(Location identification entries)
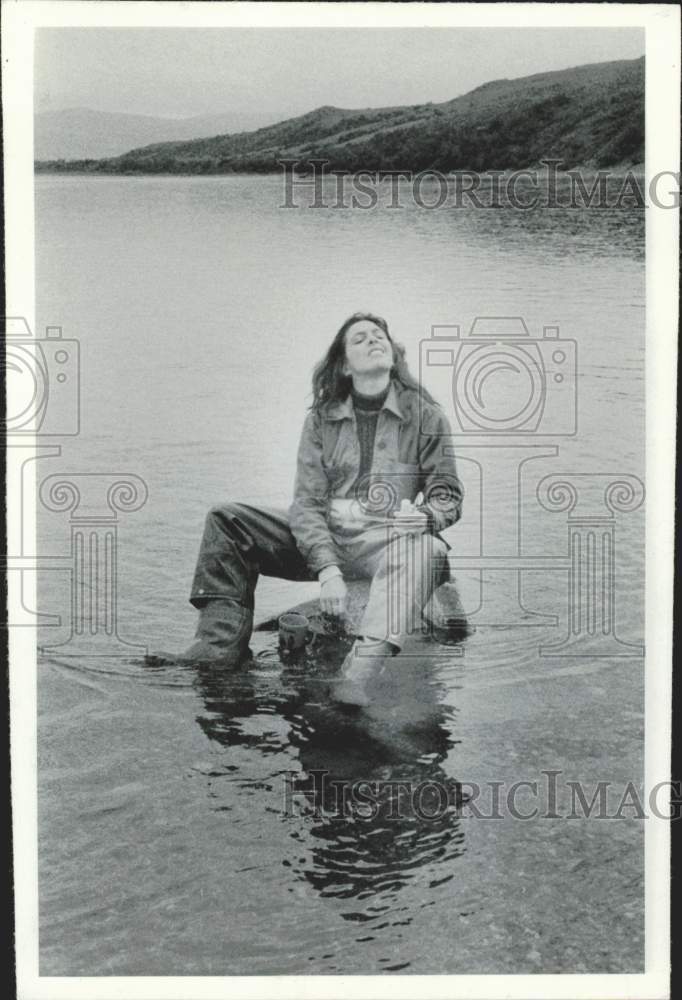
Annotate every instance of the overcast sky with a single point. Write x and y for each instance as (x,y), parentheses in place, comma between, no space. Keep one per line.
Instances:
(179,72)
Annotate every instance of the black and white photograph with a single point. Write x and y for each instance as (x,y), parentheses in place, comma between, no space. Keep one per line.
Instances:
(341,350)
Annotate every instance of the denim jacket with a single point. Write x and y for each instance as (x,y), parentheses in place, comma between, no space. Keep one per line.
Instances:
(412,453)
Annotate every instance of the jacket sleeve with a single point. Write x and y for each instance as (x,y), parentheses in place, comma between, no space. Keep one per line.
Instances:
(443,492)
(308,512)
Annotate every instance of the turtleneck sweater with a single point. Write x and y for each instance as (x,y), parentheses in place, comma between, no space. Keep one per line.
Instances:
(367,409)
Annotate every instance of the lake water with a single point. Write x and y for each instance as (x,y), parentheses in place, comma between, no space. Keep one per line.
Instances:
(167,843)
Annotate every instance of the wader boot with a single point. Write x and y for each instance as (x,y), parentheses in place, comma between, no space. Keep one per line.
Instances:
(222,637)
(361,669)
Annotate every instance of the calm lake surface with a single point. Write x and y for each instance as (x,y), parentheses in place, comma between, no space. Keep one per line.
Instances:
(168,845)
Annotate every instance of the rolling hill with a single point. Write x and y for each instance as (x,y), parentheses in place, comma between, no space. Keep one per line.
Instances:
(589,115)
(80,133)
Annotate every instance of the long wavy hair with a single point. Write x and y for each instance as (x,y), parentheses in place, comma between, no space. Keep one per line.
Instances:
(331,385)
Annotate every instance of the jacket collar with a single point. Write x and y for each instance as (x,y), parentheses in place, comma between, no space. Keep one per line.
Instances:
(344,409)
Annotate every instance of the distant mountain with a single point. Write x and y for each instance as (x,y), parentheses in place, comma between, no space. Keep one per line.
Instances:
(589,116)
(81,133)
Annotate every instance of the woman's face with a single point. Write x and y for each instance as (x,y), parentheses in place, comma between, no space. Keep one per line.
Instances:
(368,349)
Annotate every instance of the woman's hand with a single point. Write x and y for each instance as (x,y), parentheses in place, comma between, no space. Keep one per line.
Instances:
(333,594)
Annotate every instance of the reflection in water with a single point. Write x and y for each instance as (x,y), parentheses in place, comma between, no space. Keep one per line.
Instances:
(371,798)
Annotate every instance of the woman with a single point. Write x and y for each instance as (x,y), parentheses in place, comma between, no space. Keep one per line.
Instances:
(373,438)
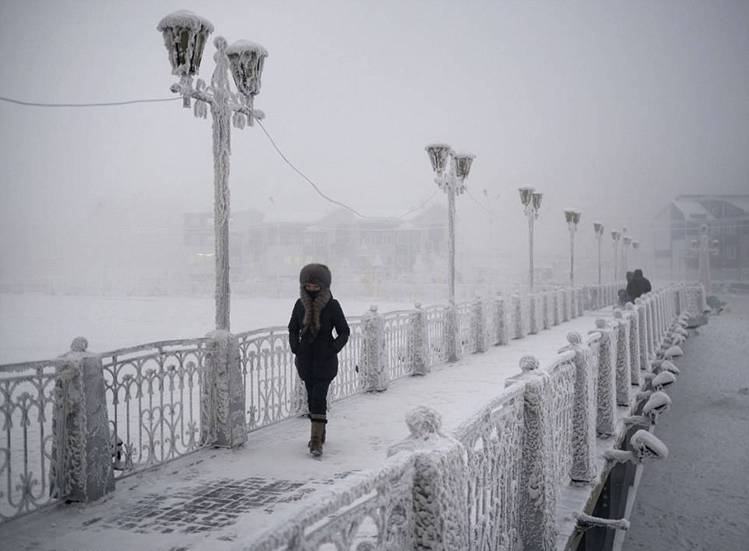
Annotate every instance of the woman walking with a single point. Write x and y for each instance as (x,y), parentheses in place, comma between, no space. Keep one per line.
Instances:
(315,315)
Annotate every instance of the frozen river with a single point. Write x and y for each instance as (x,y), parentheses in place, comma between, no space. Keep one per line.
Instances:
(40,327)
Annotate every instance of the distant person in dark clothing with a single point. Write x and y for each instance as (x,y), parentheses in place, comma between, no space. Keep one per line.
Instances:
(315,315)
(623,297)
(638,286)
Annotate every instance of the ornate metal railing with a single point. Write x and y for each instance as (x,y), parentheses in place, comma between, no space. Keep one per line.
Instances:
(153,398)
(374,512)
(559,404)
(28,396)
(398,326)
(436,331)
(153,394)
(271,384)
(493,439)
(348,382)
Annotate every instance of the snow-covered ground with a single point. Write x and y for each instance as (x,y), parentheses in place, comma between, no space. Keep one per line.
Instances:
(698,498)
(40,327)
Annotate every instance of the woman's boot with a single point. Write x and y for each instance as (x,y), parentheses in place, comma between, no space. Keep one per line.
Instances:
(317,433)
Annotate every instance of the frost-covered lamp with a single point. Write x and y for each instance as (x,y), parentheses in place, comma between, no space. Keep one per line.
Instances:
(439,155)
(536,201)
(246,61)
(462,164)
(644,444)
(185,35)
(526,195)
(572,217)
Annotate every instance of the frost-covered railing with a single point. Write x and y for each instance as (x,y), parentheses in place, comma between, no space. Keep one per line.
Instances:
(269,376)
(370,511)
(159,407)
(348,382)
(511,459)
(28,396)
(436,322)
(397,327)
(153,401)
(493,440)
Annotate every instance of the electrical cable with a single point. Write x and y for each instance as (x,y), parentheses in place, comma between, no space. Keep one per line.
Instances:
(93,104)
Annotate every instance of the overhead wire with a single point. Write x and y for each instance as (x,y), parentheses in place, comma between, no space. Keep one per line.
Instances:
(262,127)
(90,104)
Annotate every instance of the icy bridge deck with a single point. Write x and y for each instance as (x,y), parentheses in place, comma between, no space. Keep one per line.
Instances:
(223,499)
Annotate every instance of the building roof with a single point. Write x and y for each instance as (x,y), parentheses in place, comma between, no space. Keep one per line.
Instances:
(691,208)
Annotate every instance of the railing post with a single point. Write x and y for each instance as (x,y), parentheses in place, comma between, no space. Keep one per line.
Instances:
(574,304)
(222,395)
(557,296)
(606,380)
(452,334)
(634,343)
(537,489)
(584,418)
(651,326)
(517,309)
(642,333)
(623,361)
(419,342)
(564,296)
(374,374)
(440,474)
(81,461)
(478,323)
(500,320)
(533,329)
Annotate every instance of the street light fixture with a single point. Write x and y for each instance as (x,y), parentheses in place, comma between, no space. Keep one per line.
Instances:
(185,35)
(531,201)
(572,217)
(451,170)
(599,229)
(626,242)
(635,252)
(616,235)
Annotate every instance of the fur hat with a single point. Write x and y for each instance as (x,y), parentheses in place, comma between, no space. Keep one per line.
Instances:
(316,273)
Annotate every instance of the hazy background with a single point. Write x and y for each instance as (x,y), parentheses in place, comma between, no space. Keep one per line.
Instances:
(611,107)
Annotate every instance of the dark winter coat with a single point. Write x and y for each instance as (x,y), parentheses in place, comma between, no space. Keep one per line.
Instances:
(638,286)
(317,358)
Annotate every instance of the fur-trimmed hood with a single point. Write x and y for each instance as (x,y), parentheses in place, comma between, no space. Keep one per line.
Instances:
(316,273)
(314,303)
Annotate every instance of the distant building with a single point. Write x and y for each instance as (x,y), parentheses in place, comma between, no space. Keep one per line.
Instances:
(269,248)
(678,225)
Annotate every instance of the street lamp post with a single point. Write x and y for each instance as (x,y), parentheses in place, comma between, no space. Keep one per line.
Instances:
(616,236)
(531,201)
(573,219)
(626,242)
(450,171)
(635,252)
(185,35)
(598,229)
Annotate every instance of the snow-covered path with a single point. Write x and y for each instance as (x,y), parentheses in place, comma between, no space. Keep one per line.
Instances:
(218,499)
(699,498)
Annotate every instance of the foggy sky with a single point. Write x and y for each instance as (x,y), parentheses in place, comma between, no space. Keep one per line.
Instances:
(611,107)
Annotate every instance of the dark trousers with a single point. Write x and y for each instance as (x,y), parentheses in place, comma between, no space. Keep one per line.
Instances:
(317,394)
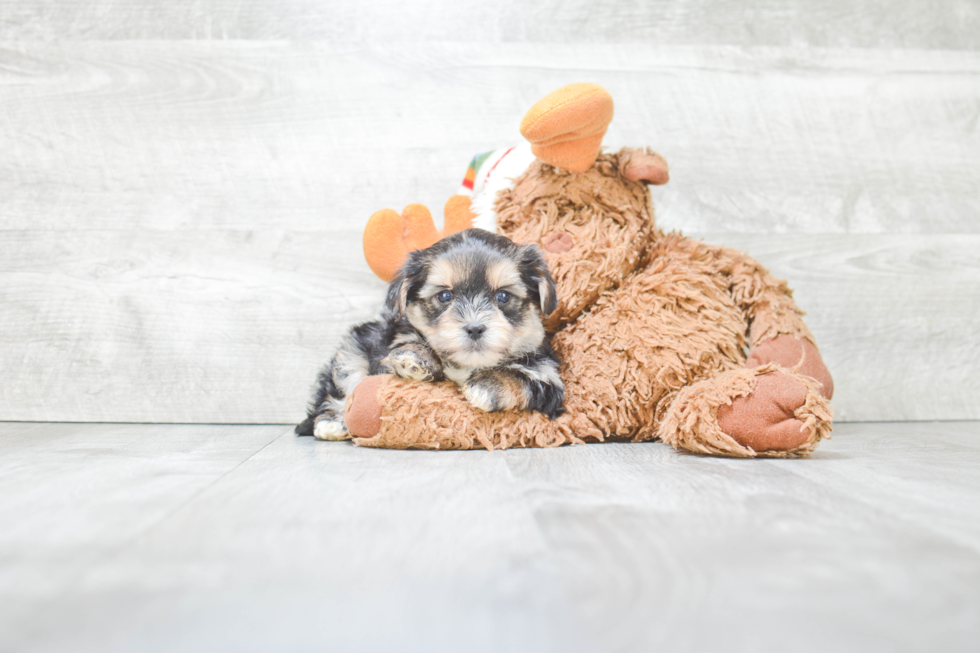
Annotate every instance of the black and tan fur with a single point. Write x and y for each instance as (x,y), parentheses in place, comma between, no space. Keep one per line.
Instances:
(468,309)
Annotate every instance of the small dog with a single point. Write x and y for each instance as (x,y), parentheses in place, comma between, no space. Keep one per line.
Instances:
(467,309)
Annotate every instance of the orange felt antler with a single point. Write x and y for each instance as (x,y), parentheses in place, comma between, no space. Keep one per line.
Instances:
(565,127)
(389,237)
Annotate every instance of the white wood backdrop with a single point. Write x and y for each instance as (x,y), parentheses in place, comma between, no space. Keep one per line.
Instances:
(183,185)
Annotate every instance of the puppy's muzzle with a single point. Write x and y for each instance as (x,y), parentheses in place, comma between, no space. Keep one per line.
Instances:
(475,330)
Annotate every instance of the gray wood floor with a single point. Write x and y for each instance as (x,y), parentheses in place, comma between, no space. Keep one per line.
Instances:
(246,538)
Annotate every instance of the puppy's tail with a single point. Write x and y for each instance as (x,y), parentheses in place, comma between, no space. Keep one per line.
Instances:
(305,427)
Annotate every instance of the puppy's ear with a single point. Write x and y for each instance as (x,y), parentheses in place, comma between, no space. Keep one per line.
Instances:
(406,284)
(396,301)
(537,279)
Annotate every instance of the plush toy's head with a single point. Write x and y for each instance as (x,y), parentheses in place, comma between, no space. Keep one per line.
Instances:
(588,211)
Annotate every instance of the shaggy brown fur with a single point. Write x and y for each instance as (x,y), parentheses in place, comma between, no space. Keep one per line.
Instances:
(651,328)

## OBJECTIVE
The required output is the span of lines from the one containing "Annotate every instance of the puppy's tail" to the last line, reproduced character for character.

## SOLVED PROBLEM
Annotate every instance of the puppy's tail with a single point. Write x and y for each instance as (x,y), parentheses in place, comma between, no space. Keep one per line.
Instances:
(305,427)
Annotate every instance of the puppy's ear with a single point. Write x and y for each instance as (x,y), parentheses in place, comma between, no space. Keep one per line.
Instances:
(406,284)
(396,301)
(537,279)
Annotate every instance of the plush toy's head with a single point. Write x and y for each instance as (x,y), parentheses in place, comma between, no space. Keep one per line.
Instances:
(588,211)
Annotate every instance of the shaggy brown fur with a single point. Write x and y for each instance as (x,y), parentheses in place, comma between, no space. Keep one per line.
Instances:
(651,328)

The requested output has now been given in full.